--- Start EXERCISE DATA ---
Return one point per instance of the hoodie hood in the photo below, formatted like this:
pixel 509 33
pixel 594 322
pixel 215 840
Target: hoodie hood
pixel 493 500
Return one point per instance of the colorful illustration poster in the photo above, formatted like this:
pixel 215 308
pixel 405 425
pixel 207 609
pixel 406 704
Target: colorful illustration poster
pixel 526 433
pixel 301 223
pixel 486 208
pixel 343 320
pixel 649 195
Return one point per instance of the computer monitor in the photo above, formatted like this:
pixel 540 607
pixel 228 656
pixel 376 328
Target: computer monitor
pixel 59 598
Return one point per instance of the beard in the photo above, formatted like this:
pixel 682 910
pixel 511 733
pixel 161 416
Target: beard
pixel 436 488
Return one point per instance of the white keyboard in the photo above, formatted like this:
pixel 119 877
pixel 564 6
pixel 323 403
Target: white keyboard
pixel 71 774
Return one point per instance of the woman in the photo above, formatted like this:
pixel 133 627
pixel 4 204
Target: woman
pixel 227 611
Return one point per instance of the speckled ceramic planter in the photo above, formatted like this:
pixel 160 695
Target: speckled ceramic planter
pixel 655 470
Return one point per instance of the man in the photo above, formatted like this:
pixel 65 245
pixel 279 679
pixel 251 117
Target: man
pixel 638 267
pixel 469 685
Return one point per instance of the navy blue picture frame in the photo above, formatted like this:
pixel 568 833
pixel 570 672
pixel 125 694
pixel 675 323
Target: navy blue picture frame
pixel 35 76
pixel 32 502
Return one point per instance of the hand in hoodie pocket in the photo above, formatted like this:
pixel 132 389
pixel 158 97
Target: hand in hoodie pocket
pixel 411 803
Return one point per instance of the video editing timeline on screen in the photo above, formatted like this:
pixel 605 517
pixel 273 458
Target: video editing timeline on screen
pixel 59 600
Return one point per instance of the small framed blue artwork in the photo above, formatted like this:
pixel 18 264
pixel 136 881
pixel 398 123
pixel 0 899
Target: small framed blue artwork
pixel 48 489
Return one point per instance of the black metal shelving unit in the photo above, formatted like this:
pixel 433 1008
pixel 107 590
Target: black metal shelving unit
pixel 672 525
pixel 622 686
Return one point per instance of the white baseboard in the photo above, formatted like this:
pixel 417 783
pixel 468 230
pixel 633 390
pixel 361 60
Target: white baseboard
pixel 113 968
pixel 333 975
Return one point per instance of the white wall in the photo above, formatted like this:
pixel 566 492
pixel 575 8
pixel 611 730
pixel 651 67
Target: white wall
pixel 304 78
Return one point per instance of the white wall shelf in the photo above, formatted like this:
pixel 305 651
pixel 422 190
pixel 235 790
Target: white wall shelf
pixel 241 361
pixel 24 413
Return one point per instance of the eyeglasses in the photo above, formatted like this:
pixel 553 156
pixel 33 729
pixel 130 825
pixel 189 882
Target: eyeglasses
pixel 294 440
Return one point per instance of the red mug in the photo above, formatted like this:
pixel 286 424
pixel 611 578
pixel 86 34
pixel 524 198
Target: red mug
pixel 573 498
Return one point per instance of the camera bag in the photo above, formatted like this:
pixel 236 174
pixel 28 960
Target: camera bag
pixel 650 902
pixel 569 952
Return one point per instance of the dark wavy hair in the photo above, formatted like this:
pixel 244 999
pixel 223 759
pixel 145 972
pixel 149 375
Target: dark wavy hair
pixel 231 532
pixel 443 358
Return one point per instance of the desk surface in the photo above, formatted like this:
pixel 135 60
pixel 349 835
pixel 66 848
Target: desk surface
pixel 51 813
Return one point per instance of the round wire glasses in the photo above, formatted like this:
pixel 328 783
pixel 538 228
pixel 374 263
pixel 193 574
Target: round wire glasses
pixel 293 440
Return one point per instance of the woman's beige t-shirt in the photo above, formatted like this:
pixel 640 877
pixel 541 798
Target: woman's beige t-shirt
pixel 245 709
--- End EXERCISE DATA ---
* **JOB**: Rewrite the entries from the line containing "Return one point per instance of the camera" through the end of the entries above, replacing "desk surface" with "work surface" and leaving everything else unchanged.

* **RESPONSE TO THIS EXERCISE**:
Return one point per instance of the camera bag in the photo above, formatted like this:
pixel 236 174
pixel 28 960
Target: camera bag
pixel 650 902
pixel 569 952
Return one point per instance of the dark wavy hair in the photo above, formatted like this:
pixel 244 999
pixel 223 759
pixel 145 972
pixel 149 375
Target: dark wavy hair
pixel 231 532
pixel 443 358
Return one point per instance of the work surface in the photo above, formatted like this:
pixel 135 60
pixel 349 835
pixel 66 848
Target: work surface
pixel 51 813
Return one point per instance of the round wire glasses in the photo above, formatted like this:
pixel 328 783
pixel 538 228
pixel 374 263
pixel 193 574
Target: round wire glasses
pixel 293 440
Return one point per instance of the woman's beige t-shirt in the photo above, formatted like this:
pixel 640 877
pixel 541 798
Target: woman's beige t-shirt
pixel 245 709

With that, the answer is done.